Tasks to carry out:
A. Translate this sentence from the passage about making sourdough bread into Spanish: "Bread-making is obviously not for people who are impatient, as it requires long stretches of waiting."
B. Carry on the passage about making sourdough bread, starting right after its final sentence.

Excerpt provided:
————
First off, I have to be honest that I didn’t really think the whole thing would work because it just seemed to me that so many things can go wrong: didn’t use the right amount of flour or water, temperature not optimal, contamination by other yucky organisms, etc etc. I literally thought of every possible thing that could have gone wrong, just to prepare myself to not get disappointed when it failed. But the sourdough gods must have been smiling on me because not only did I manage to get a decent starter going, but the bread that I eventually made with the starter turned out quite good!
Bread-making is obviously not for people who are impatient, as it requires long stretches of waiting. At the same time, it is also one of the least labor-intensive type of cooking one can do, especially if one owns a stand mixer. You literally mix up the dough, knead it for a while, leave it alone while you go do something else, quickly shape the loaves, leave it alone again, and bake.
————
Entries provided:
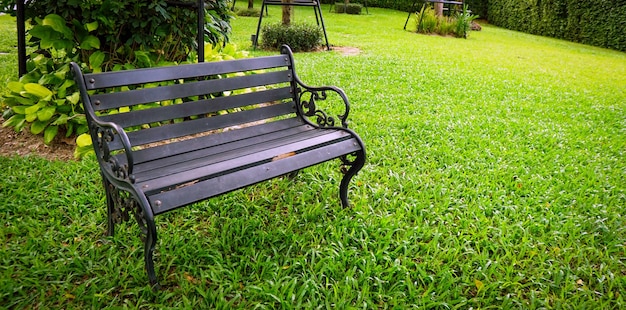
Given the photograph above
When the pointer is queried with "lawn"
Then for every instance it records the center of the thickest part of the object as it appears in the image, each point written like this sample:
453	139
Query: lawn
496	178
————
Answer set:
A. Hacer pan obviamente no es para personas impacientes, ya que requiere largos periodos de espera.

B.
This time around, I tried out a schedule that ended up working quite well. I mixed the dough on a late Saturday afternoon and then left it to rise overnight in my cool kitchen. By the time I woke up on Sunday morning (left panel), it had risen about 2 to 3 times its initial volume (marked by the pink tape) and was ready to be shaped into loaves. It took all of 15 minutes to shape the dough into two batards (middle panel), after which I went out and ran some errands for a few hours. By the time I came back, the loaves had puffed (right panel) and were ready to be baked.
The final result had plenty of big holes – my simplistic metric for “good” bread – and a pretty authentic, tangy flavor. Nathan devoured half a loaf within the span of 30 minutes, so I’d venture to say the bread was a success!